● **Rows from a dataset**
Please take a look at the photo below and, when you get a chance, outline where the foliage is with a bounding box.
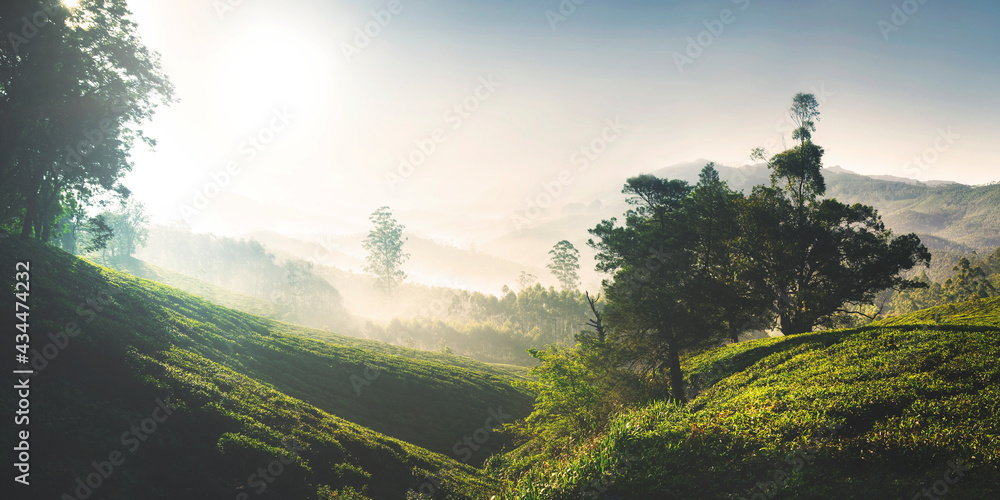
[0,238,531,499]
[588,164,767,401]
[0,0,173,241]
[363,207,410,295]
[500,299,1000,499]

* * *

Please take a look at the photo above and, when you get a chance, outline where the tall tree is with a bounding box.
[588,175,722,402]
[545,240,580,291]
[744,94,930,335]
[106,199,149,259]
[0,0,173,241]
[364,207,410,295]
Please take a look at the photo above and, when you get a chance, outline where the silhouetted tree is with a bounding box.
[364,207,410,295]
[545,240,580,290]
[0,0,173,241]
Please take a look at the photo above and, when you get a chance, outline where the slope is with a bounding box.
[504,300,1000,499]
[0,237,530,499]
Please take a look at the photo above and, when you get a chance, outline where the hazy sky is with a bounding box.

* * *

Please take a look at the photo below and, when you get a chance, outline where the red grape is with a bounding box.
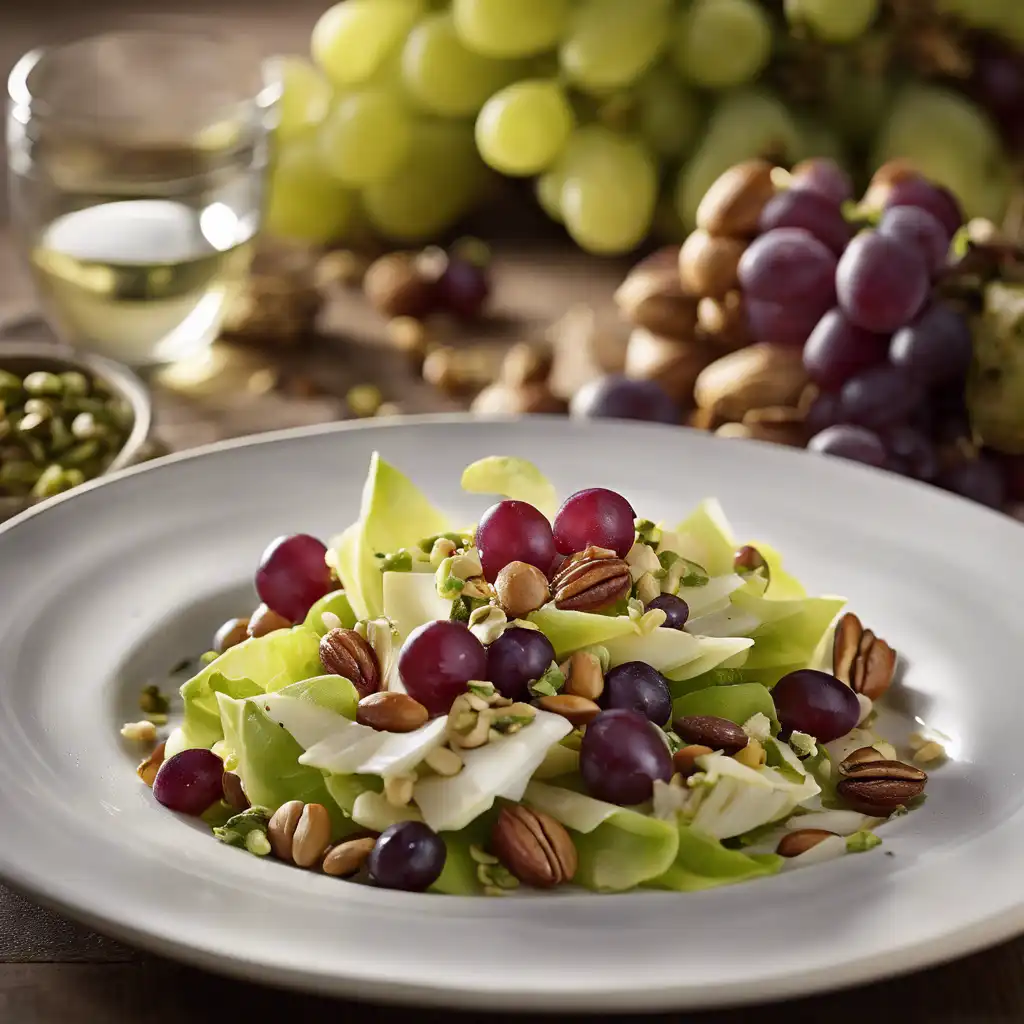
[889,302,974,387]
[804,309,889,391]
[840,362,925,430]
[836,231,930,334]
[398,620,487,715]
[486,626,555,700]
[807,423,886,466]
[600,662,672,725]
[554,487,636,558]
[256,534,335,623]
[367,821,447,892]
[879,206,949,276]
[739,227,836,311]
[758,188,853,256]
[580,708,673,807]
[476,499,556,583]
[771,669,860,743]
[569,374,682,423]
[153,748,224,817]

● **Short task**
Pull out the lines from the one containing "grape is with a bounding box." through the one containing "[153,748,224,817]", both included, and copy them word for word, leaving out any pictures.

● **Correct response**
Please take a look at the photo below and, when you get a chance, outline where the red grape is with a bounding box.
[889,302,974,387]
[804,309,889,391]
[840,362,925,430]
[836,231,930,334]
[398,620,487,715]
[486,626,555,700]
[807,423,886,466]
[600,662,672,725]
[554,487,636,558]
[256,534,335,623]
[367,821,447,892]
[879,206,949,276]
[739,227,836,311]
[758,188,853,256]
[580,708,673,807]
[476,499,556,583]
[771,669,860,743]
[569,374,682,423]
[153,748,224,817]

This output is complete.